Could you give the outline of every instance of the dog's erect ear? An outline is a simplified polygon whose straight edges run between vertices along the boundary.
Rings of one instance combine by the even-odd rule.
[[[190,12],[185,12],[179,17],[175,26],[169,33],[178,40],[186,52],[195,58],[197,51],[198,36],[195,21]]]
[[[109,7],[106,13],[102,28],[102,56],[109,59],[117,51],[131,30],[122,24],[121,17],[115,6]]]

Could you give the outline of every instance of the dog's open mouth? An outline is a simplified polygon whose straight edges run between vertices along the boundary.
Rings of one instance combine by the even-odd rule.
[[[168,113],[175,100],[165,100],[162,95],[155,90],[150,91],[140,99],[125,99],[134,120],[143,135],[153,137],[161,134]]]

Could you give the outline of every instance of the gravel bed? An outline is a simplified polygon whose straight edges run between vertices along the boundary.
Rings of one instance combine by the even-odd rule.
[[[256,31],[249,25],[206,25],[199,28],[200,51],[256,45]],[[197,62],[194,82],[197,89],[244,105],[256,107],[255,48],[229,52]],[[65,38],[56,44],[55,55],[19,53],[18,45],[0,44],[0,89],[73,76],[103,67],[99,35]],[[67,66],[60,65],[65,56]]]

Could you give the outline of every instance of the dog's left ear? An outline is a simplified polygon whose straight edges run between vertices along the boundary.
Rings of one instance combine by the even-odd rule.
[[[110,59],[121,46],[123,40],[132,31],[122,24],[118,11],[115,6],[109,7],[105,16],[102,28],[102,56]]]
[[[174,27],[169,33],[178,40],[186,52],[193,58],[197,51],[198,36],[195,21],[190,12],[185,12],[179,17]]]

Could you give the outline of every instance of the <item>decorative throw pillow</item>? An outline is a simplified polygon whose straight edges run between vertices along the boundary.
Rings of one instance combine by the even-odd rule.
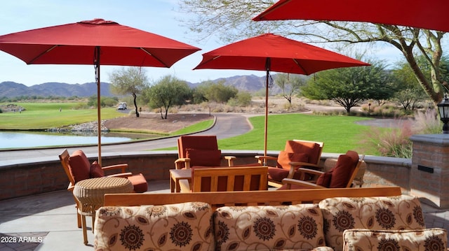
[[[332,178],[333,172],[333,170],[330,170],[321,174],[316,180],[316,185],[329,187],[330,185],[330,178]]]
[[[279,152],[277,159],[277,167],[290,170],[290,162],[307,162],[309,156],[305,153]]]
[[[69,158],[69,171],[75,183],[91,178],[91,163],[83,151],[74,151]]]
[[[329,198],[319,203],[324,220],[328,247],[342,250],[343,231],[370,230],[419,230],[425,229],[420,200],[410,195],[363,198]]]
[[[203,202],[102,207],[95,250],[213,250],[213,211]]]
[[[343,250],[446,250],[445,229],[348,229],[343,233]]]
[[[91,164],[91,178],[100,178],[105,176],[105,171],[100,166],[96,160]]]
[[[187,157],[190,159],[190,166],[220,166],[222,151],[220,150],[186,149]]]

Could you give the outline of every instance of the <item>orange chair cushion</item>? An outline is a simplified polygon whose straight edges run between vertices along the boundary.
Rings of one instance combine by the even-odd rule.
[[[318,164],[320,157],[320,145],[314,142],[300,142],[287,141],[284,151],[288,152],[302,152],[308,155],[305,162]]]
[[[100,178],[105,176],[103,168],[100,166],[98,162],[96,160],[91,164],[91,178]]]
[[[142,173],[127,177],[134,186],[134,192],[145,192],[148,190],[148,183]]]
[[[74,151],[69,158],[69,171],[75,183],[91,178],[91,163],[83,151]]]
[[[182,136],[177,138],[177,153],[180,158],[187,158],[187,150],[218,150],[215,136]]]
[[[201,150],[188,148],[187,157],[190,159],[190,166],[220,166],[222,151],[220,150]]]
[[[306,153],[288,152],[286,151],[279,152],[277,159],[277,167],[290,170],[290,162],[308,162],[309,155]]]
[[[335,166],[332,169],[332,178],[330,178],[329,188],[346,187],[355,167],[354,160],[351,156],[347,155],[340,155]]]

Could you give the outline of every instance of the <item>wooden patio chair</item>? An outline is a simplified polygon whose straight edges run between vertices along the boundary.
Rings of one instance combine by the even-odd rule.
[[[181,192],[267,190],[267,166],[193,168],[192,180],[180,180]]]
[[[345,188],[351,187],[354,178],[360,169],[365,155],[361,158],[354,151],[347,151],[338,157],[335,166],[327,172],[307,168],[298,171],[309,173],[316,178],[311,180],[284,179],[283,185],[279,189],[302,189],[311,188]]]
[[[276,161],[276,166],[268,167],[268,185],[281,187],[285,178],[304,180],[306,177],[300,168],[321,170],[319,166],[323,152],[323,142],[302,140],[287,141],[283,151],[279,152],[277,157],[272,156],[256,156],[260,165],[267,165],[267,161]]]
[[[134,186],[135,192],[144,192],[148,189],[148,183],[142,173],[133,175],[132,173],[126,172],[128,164],[120,164],[113,166],[100,167],[94,163],[91,164],[88,159],[82,150],[76,150],[72,155],[69,155],[67,149],[59,155],[59,159],[64,168],[65,174],[69,178],[69,185],[67,190],[73,192],[75,184],[77,182],[88,179],[105,176],[104,172],[109,170],[119,169],[121,173],[107,175],[108,177],[122,177],[128,178]],[[78,227],[81,227],[81,215],[78,213],[79,205],[78,201],[74,196],[75,206],[76,207],[76,217]],[[92,219],[93,223],[94,219]]]
[[[220,166],[222,152],[218,150],[216,136],[182,136],[177,138],[178,159],[175,161],[176,169],[192,166]],[[234,166],[234,156],[224,157],[228,166]]]

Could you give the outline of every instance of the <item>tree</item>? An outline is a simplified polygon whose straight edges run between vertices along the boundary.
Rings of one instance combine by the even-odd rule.
[[[386,43],[401,52],[418,83],[434,103],[442,99],[445,88],[449,89],[447,78],[440,71],[445,32],[366,22],[251,20],[274,1],[181,0],[180,9],[189,13],[191,19],[184,23],[192,31],[202,35],[197,36],[198,39],[217,34],[229,42],[260,34],[269,28],[270,32],[300,36],[311,42],[349,45]],[[420,55],[429,64],[430,78],[418,66],[416,56]]]
[[[187,83],[171,76],[161,78],[148,89],[148,92],[149,106],[159,108],[163,120],[167,119],[170,106],[182,105],[192,98],[192,90]],[[162,108],[164,110],[165,115],[162,114]]]
[[[394,99],[405,110],[414,110],[416,104],[426,98],[426,94],[416,80],[410,66],[406,62],[399,62],[391,75],[398,88]]]
[[[120,95],[130,94],[133,96],[135,116],[139,117],[136,99],[138,94],[142,93],[145,86],[148,85],[148,80],[145,71],[142,67],[123,68],[112,72],[109,79],[112,93]]]
[[[195,88],[194,96],[195,100],[200,102],[226,103],[229,99],[235,97],[238,92],[235,87],[224,85],[224,80],[218,83],[206,81]]]
[[[274,83],[282,89],[283,96],[292,107],[292,96],[300,92],[301,87],[304,86],[306,81],[298,75],[289,75],[285,73],[276,74]]]
[[[374,61],[370,66],[339,68],[321,71],[301,89],[311,99],[330,99],[343,106],[347,113],[360,102],[387,99],[394,94],[384,66]]]

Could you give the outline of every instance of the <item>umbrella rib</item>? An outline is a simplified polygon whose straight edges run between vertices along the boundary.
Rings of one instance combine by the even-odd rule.
[[[302,71],[304,71],[304,73],[306,73],[306,75],[309,75],[309,73],[307,72],[307,71],[306,71],[306,69],[304,69],[304,67],[302,67],[302,66],[301,66],[301,64],[300,64],[300,63],[296,60],[296,59],[293,59],[293,62],[295,62],[295,64],[296,64],[296,65],[297,65],[297,66],[298,66],[298,67],[300,67],[300,68],[302,70]]]
[[[51,48],[50,48],[48,50],[46,50],[46,51],[44,51],[44,52],[41,52],[41,54],[39,54],[39,55],[37,55],[37,57],[34,57],[34,59],[32,59],[29,60],[29,62],[27,62],[27,64],[33,64],[33,62],[34,62],[36,59],[39,59],[39,57],[41,57],[43,55],[48,53],[48,52],[49,52],[49,51],[52,50],[53,49],[54,49],[55,48],[56,48],[56,47],[58,47],[58,46],[59,46],[59,45],[53,45],[53,46],[52,46]]]
[[[163,62],[162,60],[159,59],[159,57],[154,56],[154,55],[152,55],[150,52],[149,52],[148,50],[145,50],[145,48],[142,48],[142,47],[140,48],[140,50],[143,50],[144,52],[145,52],[147,54],[148,54],[149,55],[153,57],[154,58],[156,59],[156,60],[159,61],[159,62],[161,62],[161,64],[163,64],[167,68],[170,68],[170,66],[167,65],[167,64],[166,64],[165,62]]]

--------------------

Extract every line of the listing above that contains the string "item". Matching is case-sensitive.

Could you give the outline of every instance of the <item>decorative throw pillow</item>? An outline is a simplified polygon whose straight edges run between vertices along the boundary.
Could you give the outline of every instance of the <item>orange chair cushion</item>? An outline is a simplified polygon whose straight edges run between vertices along the boundary.
Could you give the outline of every instance of the <item>wooden patio chair</item>? An outline is a simplified polygon whose straight edges run between vertices along the boundary.
Could you give the outline of every instance of the <item>tree</item>? An outline is a simplified polygon whose straight edges run between vertices along the boundary.
Could you give the outline of every instance of the <item>umbrella rib</item>? An outline is a simplified polygon whose straight edges run between vertices along the boundary.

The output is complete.